**Given text:**

■ ■ ■ ■ ■ ■ ■

Windows BitLocker encyption looping

- `customer-mozartia`: [Slack thread](https://fleetdm.slack.com/archives/C07DHUZNA2V/p1759411298394059) (contains logs).

**Fleet version**: v4.78.1

**Web browser and operating system**: N/A

<hr/>

### 💥  Actual behavior

Windows hosts enter an infinite BitLocker encryption/decryption loop after Fleet enrollment and disk encryption enforcement.

- Fleet UI shows Disk encryption: Off, OS settings: Pending.
- BitLocker starts encrypting the OS drive (C:), progresses to Verifying (or partially encrypts, e.g. 86.9%), eventually reverts/fails, loops back to Pending, and repeats indefinitely.
- Uninstalling Fleet or moving the host back to a team without encryption enforced stops the loop.
- Manual BitLocker encryption works without issues/looping.
- Reinstalling Windows via Recovery option (no full disk wipe/format) does not fix the issue.
- Partition layouts show non-standard elements (multiple/extra recovery partitions, occasional ReFS data volumes alongside NTFS OS; see More info below).

### 🛠️ To fix

Timebox TBD at estimation

### 🧑‍💻  Steps to reproduce

These steps:

- [ ] Have been confirmed to consistently lead to reproduction in multiple Fleet instances.
- [x] Describe the workflow that led to the error, but have not yet been reproduced in multiple Fleet instances.

1. Set up a Windows device with a non-standard partition map (see More info below).

■ ■ ■ ■ ■ ■ ■

**Dataset content:**

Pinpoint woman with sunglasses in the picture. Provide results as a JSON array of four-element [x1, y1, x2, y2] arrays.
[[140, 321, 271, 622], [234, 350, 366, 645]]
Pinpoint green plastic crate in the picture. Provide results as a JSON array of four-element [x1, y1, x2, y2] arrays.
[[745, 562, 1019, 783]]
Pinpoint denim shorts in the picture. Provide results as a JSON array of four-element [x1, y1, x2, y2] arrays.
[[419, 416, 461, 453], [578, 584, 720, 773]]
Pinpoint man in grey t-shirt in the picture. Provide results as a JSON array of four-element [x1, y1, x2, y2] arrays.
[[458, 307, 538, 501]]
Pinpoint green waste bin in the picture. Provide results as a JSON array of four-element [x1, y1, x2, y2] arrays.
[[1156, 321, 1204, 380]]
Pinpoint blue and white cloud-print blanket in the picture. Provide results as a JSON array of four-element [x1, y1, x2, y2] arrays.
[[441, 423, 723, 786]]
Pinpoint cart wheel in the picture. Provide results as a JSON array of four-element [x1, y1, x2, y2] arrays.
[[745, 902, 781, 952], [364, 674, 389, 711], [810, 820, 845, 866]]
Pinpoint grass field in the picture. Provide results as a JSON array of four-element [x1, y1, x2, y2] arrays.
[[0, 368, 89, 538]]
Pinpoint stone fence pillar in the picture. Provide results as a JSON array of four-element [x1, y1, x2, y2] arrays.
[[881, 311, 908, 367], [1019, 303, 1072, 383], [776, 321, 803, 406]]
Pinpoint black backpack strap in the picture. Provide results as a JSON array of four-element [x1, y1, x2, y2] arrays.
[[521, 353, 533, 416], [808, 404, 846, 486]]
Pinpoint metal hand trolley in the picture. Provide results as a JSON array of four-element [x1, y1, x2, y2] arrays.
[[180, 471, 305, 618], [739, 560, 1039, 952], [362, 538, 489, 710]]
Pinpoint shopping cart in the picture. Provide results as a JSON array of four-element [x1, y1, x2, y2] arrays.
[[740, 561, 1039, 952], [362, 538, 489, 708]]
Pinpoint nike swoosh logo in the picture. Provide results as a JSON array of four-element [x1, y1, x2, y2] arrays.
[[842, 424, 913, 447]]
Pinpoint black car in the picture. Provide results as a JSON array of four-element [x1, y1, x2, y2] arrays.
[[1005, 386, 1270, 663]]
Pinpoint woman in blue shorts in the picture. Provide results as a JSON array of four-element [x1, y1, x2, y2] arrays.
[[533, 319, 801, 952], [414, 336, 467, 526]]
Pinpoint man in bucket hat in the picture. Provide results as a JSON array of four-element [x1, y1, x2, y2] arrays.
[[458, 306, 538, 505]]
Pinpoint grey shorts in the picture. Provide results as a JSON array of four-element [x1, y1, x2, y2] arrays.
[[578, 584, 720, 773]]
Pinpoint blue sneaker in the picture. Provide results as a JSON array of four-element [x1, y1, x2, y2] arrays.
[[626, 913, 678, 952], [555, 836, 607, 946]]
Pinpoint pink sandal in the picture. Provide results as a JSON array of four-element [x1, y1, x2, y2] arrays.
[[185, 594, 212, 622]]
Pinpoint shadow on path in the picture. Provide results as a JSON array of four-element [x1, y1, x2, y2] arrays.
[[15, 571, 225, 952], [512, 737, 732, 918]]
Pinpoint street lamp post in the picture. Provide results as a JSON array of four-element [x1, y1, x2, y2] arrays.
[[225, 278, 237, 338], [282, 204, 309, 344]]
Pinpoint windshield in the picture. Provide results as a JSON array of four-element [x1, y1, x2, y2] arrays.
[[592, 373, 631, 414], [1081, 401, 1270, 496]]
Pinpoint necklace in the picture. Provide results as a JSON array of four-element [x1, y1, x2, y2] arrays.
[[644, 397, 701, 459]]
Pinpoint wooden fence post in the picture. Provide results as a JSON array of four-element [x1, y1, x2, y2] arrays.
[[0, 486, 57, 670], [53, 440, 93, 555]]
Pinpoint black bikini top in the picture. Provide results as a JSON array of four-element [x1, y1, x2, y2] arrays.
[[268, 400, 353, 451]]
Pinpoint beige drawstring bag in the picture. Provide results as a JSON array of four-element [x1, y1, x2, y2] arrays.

■ ■ ■ ■ ■ ■ ■

**Task goal:**
Extract the full BitLocker looping bug report verbatim, from its title line through the final numbered step. This material isn't needed here.

**Answer in full:**
Windows BitLocker encyption looping

- `customer-mozartia`: [Slack thread](https://fleetdm.slack.com/archives/C07DHUZNA2V/p1759411298394059) (contains logs).

**Fleet version**: v4.78.1

**Web browser and operating system**: N/A

<hr/>

### 💥  Actual behavior

Windows hosts enter an infinite BitLocker encryption/decryption loop after Fleet enrollment and disk encryption enforcement.

- Fleet UI shows Disk encryption: Off, OS settings: Pending.
- BitLocker starts encrypting the OS drive (C:), progresses to Verifying (or partially encrypts, e.g. 86.9%), eventually reverts/fails, loops back to Pending, and repeats indefinitely.
- Uninstalling Fleet or moving the host back to a team without encryption enforced stops the loop.
- Manual BitLocker encryption works without issues/looping.
- Reinstalling Windows via Recovery option (no full disk wipe/format) does not fix the issue.
- Partition layouts show non-standard elements (multiple/extra recovery partitions, occasional ReFS data volumes alongside NTFS OS; see More info below).

### 🛠️ To fix

Timebox TBD at estimation

### 🧑‍💻  Steps to reproduce

These steps:

- [ ] Have been confirmed to consistently lead to reproduction in multiple Fleet instances.
- [x] Describe the workflow that led to the error, but have not yet been reproduced in multiple Fleet instances.

1. Set up a Windows device with a non-standard partition map (see More info below).